→ Directions for this task
Lines from the one containing "Each instance of the striped" through the last line of the records below are to be repeated exactly.

Stored data entries

☆ ☆ ☆ ☆

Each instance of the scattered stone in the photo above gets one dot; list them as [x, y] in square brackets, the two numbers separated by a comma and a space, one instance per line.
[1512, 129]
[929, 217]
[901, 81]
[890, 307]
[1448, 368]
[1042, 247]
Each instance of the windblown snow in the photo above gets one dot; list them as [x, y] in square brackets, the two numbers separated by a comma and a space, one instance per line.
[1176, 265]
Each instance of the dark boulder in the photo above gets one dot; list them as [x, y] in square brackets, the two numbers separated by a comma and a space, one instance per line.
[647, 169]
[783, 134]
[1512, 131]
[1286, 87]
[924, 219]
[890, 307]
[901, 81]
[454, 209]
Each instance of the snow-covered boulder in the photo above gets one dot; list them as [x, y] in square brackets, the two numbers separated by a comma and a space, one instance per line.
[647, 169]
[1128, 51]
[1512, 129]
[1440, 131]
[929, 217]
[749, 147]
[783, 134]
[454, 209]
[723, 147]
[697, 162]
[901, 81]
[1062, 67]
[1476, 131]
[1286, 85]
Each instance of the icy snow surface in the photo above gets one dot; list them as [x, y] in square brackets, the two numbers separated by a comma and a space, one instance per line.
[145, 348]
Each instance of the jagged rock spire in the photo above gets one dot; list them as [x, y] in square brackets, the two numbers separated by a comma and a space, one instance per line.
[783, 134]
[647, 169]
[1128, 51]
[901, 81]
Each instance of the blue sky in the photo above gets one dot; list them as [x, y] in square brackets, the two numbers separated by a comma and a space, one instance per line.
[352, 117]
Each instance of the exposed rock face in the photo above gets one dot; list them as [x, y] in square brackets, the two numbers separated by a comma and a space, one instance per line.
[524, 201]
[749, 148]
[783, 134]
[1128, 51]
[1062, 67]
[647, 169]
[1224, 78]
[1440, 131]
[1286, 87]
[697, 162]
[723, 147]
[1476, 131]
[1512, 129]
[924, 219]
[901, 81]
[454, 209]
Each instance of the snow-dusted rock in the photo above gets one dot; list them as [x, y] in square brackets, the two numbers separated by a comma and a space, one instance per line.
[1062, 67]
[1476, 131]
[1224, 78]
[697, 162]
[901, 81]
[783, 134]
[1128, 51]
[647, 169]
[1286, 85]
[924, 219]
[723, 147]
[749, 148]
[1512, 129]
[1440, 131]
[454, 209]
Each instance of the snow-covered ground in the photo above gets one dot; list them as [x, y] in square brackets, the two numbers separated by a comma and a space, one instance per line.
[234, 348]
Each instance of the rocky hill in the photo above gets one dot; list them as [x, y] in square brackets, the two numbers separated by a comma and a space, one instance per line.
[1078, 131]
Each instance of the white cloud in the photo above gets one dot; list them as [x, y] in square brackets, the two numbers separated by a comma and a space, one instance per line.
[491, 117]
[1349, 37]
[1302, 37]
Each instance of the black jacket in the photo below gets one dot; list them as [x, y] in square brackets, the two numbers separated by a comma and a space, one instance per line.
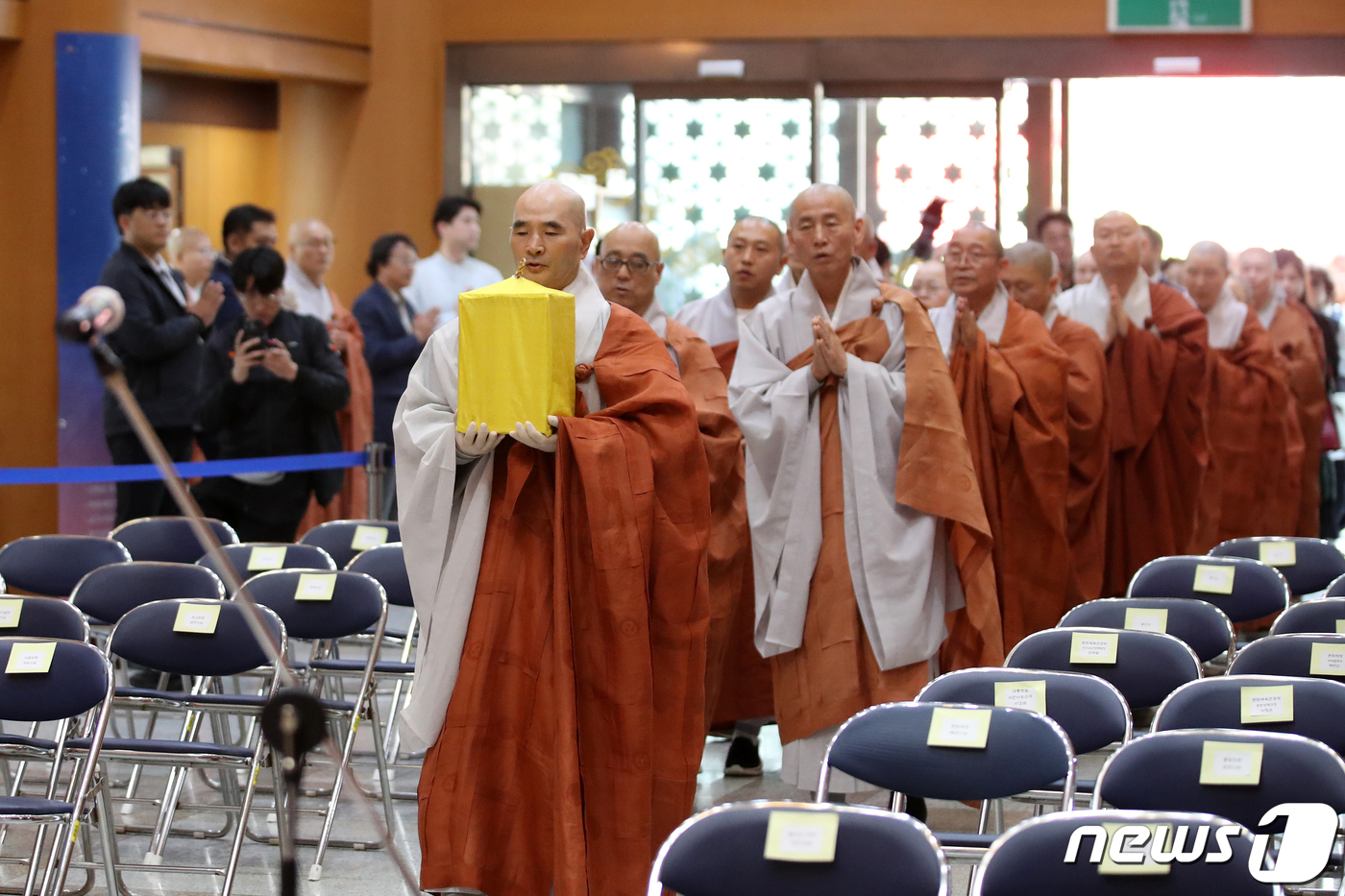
[265, 415]
[159, 343]
[390, 351]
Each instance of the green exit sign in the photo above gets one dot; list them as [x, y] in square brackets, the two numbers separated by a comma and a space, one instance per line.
[1179, 15]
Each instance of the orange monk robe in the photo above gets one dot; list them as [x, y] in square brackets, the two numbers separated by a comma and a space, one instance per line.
[571, 741]
[729, 552]
[1013, 396]
[1159, 375]
[853, 586]
[746, 680]
[355, 423]
[1247, 420]
[1295, 336]
[1089, 448]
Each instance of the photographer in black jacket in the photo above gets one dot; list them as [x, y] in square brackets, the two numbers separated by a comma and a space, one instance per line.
[273, 386]
[160, 343]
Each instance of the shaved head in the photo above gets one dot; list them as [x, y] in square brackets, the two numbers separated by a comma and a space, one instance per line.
[1118, 248]
[822, 191]
[1207, 272]
[550, 234]
[1210, 248]
[1036, 255]
[629, 268]
[766, 224]
[632, 233]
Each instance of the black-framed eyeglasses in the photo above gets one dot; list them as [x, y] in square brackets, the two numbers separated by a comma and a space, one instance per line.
[634, 265]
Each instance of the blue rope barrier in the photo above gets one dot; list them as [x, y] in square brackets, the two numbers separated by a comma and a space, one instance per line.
[136, 472]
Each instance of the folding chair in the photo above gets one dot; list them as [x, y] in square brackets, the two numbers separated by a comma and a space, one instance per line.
[1088, 708]
[1146, 667]
[387, 566]
[168, 539]
[108, 593]
[354, 603]
[256, 557]
[1293, 655]
[23, 617]
[150, 634]
[347, 539]
[721, 852]
[1199, 623]
[887, 745]
[1028, 860]
[1162, 772]
[1314, 709]
[1324, 617]
[53, 566]
[1308, 568]
[76, 681]
[1251, 591]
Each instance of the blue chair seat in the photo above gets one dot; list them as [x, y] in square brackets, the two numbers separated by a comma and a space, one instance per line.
[127, 744]
[389, 667]
[34, 806]
[19, 740]
[966, 841]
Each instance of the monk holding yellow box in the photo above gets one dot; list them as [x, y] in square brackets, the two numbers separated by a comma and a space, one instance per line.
[560, 576]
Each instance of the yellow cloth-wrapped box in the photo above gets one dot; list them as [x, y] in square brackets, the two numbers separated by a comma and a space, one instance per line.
[515, 355]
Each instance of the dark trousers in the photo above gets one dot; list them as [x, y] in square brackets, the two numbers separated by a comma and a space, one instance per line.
[147, 498]
[257, 513]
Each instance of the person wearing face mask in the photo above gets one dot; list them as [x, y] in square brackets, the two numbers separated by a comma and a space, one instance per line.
[273, 386]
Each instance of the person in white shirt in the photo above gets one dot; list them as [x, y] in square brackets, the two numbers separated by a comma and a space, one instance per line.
[191, 254]
[451, 271]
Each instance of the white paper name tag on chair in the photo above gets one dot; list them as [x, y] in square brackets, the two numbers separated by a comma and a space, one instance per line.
[10, 611]
[802, 837]
[1099, 648]
[1133, 846]
[265, 559]
[1231, 763]
[1328, 660]
[315, 587]
[197, 619]
[1022, 694]
[30, 658]
[1267, 704]
[369, 537]
[961, 728]
[1278, 553]
[1213, 580]
[1146, 619]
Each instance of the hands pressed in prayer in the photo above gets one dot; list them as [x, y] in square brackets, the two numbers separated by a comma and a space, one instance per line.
[527, 433]
[965, 327]
[1118, 322]
[829, 355]
[477, 440]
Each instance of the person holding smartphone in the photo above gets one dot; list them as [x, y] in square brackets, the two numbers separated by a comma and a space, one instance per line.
[273, 386]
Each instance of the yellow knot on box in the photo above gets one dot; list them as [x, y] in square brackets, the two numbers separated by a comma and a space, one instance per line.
[515, 355]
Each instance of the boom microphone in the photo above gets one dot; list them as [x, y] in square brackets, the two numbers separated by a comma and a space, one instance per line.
[98, 312]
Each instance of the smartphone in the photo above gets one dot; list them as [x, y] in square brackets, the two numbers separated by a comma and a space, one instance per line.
[255, 328]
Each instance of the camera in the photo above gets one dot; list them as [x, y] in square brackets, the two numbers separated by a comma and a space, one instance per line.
[255, 328]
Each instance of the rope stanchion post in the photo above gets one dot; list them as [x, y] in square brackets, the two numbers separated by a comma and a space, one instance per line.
[376, 472]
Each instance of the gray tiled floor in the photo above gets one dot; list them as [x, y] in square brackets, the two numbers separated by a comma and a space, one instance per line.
[350, 873]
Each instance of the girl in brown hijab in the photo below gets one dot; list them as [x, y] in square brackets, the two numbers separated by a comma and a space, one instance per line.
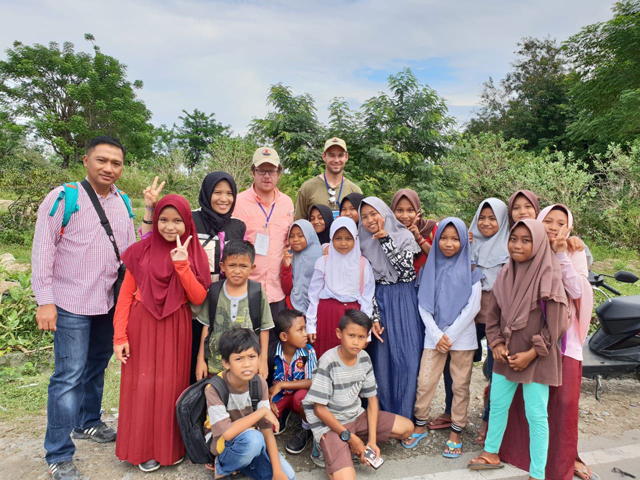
[407, 208]
[527, 315]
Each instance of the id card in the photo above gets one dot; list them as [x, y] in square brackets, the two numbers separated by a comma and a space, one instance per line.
[262, 244]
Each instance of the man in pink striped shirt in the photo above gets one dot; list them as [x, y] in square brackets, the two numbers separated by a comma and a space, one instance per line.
[73, 275]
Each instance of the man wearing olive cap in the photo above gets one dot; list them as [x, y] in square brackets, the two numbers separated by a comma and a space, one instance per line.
[330, 187]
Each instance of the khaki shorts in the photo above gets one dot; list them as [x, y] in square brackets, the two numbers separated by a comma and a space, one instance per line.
[337, 454]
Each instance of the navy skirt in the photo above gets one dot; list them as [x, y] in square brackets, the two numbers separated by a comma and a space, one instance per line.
[396, 361]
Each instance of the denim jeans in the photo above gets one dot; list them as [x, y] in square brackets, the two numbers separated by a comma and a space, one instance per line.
[82, 346]
[247, 454]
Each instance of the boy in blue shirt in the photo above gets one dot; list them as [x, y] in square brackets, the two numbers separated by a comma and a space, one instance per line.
[292, 361]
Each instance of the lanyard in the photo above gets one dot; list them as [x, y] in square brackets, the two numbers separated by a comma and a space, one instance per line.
[328, 188]
[265, 212]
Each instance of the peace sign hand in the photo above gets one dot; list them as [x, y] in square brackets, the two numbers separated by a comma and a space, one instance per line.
[413, 228]
[559, 244]
[152, 193]
[180, 252]
[381, 233]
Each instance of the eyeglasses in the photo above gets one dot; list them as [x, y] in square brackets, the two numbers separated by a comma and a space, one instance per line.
[262, 173]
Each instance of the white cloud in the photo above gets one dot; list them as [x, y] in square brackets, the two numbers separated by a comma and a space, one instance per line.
[222, 56]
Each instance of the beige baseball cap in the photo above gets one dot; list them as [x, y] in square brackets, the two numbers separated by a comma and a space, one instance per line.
[266, 155]
[335, 141]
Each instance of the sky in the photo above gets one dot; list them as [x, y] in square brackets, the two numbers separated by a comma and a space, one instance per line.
[221, 56]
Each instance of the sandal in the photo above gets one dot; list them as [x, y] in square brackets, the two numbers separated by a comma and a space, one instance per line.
[449, 449]
[482, 434]
[440, 423]
[487, 465]
[416, 439]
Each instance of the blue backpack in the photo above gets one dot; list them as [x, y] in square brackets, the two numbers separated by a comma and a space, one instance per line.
[70, 197]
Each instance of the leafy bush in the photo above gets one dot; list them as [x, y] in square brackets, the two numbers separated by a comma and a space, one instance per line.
[18, 327]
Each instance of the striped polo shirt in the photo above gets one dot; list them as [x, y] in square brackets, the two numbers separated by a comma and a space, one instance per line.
[339, 387]
[220, 417]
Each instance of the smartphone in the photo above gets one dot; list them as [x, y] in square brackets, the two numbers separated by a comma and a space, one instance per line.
[371, 457]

☆ ☆ ☆ ☆

→ Task response
Each instance of the striped polo shirt in the photo above gets one dot; list them as [x, y] in square brackets, the two numbers separated by a comma and a space, one instance per line.
[339, 387]
[220, 417]
Each instance of the smartphone in the photo above gets one dot; list them as [x, y] in square brackets, the two numbers separated by a comma and a space, one instance per line.
[371, 457]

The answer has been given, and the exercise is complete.